** Excerpt provided follows **

The British Broadcasting Corporation, already an established radio broadcaster since the mid-1920s, began making experimental television broadcasts in 1929. Low definition (30-line) television transmissions under government license commenced in August 1936.

The BBC Television Service officially launched on 2 November 1936. This is often described as the world's first regular high definition television service, however was the second after the German Paul Nipkow broadcast. (Note: The first regular electronic television service in Germany began in Berlin on 22 March 1935, as Deutscher Fernseh Rundfunk. Broadcasting from the Fernsehsender Paul Nipkow, it used a 180-line system, and was on air for 90 minutes, three times a week.) Programming included short ad-hoc performances by musicians, with the duration limited as "lookers in" (as viewers were called) were found to experience eye strain through looking at the small screens then in use.

== Line-up ==

The BBC's official publication, The Radio Times, listed the opening one-hour schedule – the first ever, on a dedicated TV channel – starting at 3 pm, as:

- 3:00 – Opening of the BBC Television Service
- 3:15 – Interval; time, weather
- 3:20 – British Movietone News
- 3:30 – Variety
- 4:00 – Close

From 9 pm to 10 pm, pre-recorded films and more news were screened. The films included Television Comes to London, a pre-made fifteen-minute documentary about the launch, shot on 35mm film. It was the BBC's first television documentary.

=== Opening ===

The first person heard and seen was the announcer, Leslie Mitchell.

According to advance publicity in The Radio Times, the opening was then to be:

by Major the Right Hon. G.C. Tryon, M.P., H.M. Postmaster-General Mr. R.C. Norman (Chairman of the BBC) and the Right Hon. the Lord Selsdon, K.B.E. (Chairman of the Television Advisory Committee) will also speak.

=== Variety ===

The Radio Times billed the Variety performers as:

- Adele Dixon – Musical Comedy Star
- Buck and Bubbles – Comedians and Dancers
- The Lai Founs – Chinese Jugglers

however, in the event The Lai Founs did not appear.

Dixon performed a specially commissioned song, "Television", written by James Dyrenforth and Kenneth Leslie-Smith. The event made Buck and Bubbles (Buck Washington and John W. Bubbles) the first black people to appear on television.

The musicians were billed as The BBC Television Orchestra, led by Boris Pecker and conducted by Hyam Greenbaum. The producer was listed as Dallas Bower.

== Technology ==

The broadcast was made from a converted wing of Alexandra Palace ("Ally Pally") in London, using the 240-line Baird intermediate film system, on the VHF band. These programs would then be shown one hour later on the 405-line Marconi-EMI system

BBC television initially used both systems on alternate weeks. The decision to use the Baird system for the first week was made on a coin toss. The use of the two formats made the BBC's service the world's first regular high-definition television service; it broadcast from Monday to Saturday between 15:00 and 16:00, and 21:00 and 22:00.

Alexandra Palace housed two studios (one for each system), various scenery stores, make-up areas, dressing rooms, offices, and the transmitter itself.

** End of Excerpt provided **
** Extracted data follows **

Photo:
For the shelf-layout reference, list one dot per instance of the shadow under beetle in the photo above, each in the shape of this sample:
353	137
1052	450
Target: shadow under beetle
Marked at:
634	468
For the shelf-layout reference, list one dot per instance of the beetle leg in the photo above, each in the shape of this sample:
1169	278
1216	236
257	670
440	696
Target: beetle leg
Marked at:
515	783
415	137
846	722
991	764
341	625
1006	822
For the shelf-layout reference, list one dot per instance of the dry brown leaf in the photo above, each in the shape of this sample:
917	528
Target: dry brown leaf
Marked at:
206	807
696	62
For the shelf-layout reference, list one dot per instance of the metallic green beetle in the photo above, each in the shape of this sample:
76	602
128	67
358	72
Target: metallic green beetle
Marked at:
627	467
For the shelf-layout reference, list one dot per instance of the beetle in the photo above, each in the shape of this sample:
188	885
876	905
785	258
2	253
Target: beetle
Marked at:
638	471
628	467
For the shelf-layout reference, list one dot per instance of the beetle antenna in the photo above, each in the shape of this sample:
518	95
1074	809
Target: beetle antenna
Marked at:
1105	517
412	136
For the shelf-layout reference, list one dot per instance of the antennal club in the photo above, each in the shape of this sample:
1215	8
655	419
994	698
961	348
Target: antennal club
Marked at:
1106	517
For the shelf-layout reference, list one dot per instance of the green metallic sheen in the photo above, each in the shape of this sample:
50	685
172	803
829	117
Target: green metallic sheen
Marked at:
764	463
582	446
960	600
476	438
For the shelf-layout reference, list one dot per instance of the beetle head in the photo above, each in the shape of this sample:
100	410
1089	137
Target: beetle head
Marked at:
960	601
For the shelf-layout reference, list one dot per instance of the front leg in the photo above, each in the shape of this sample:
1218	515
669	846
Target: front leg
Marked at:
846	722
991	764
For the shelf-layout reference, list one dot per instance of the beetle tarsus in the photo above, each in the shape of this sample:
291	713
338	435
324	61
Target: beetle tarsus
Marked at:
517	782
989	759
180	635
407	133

** End of Extracted data **

◆ What the task requires: Write out the passage on the launch of the BBC Television Service from "Dixon performed a" to "as Dallas Bower.", swapping "conducted by" for "directed by".

◆ Expected output:
Dixon performed a specially commissioned song, "Television", written by James Dyrenforth and Kenneth Leslie-Smith. The event made Buck and Bubbles (Buck Washington and John W. Bubbles) the first black people to appear on television.

The musicians were billed as The BBC Television Orchestra, led by Boris Pecker and directed by Hyam Greenbaum. The producer was listed as Dallas Bower.